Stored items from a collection
::::::::::

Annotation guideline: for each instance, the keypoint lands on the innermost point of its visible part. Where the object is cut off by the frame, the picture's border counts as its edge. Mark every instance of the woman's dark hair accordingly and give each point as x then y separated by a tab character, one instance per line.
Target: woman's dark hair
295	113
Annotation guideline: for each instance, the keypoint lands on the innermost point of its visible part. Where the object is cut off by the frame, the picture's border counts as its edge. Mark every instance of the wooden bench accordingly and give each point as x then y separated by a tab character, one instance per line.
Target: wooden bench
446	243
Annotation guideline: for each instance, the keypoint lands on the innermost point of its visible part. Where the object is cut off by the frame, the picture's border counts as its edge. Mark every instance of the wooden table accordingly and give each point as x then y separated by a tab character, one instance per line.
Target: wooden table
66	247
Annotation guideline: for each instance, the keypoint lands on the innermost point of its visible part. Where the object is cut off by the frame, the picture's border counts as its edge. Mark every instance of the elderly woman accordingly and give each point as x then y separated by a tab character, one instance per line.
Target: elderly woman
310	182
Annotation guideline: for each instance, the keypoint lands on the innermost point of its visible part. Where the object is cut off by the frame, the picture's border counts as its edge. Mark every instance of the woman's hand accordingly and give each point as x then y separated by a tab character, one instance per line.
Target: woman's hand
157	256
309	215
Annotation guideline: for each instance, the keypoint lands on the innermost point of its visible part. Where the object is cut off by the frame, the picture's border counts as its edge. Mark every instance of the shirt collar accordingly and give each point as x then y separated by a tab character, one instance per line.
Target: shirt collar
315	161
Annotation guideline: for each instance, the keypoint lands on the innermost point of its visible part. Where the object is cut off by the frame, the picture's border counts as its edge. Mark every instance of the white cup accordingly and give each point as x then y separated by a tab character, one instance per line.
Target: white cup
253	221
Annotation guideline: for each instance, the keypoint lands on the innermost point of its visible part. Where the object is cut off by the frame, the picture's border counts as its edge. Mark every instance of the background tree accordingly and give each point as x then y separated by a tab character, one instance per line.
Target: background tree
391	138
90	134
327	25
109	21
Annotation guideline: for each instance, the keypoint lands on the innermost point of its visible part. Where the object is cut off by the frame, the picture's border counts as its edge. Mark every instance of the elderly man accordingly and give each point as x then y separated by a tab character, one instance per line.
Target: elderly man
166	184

::::::::::

# ASSIGNMENT
Could you transcribe the entries above word for word, from the line with "Target: elderly woman" down to the line with "of the background", keeping both?

# EXERCISE SOLUTION
Target: elderly woman
310	182
Annotation guideline: for each instance, the keypoint lands on the innermost point of its visible part. Where the object is cut off by the frame, the picture's border counts as its edge. Mark every instance of the woman's hand accordingly and give each point as x then y separated by a tab character, one instance per line.
Target: woman's hand
157	256
309	215
Annotation guideline: for each instance, the keypoint lands on the innermost point of its visible part. Where the object is cut off by the frame, the picture's border counts as its edge. Mark every instance of the shirt collar accordingly and give each point as x then y separated by a tab character, one instance per line.
Target: shirt collar
315	161
Annotation guideline: for each instance, the keypoint lands on the innermost point of its visible part. Where the object is cut off by the frame, the picture's border counts as its edge. Mark every instance of the white cup accordingly and give each point as x then y separated by a tab character, one instance per line.
Target: white cup
253	221
Annotation guideline: for each instance, the keypoint lands on the innermost point of its visible part. Where the object is cut off by the frame, the picture's border counts as its edge. Mark every instance of the background tree accordingly and give each point as x then y separated by a tab character, one instance per line.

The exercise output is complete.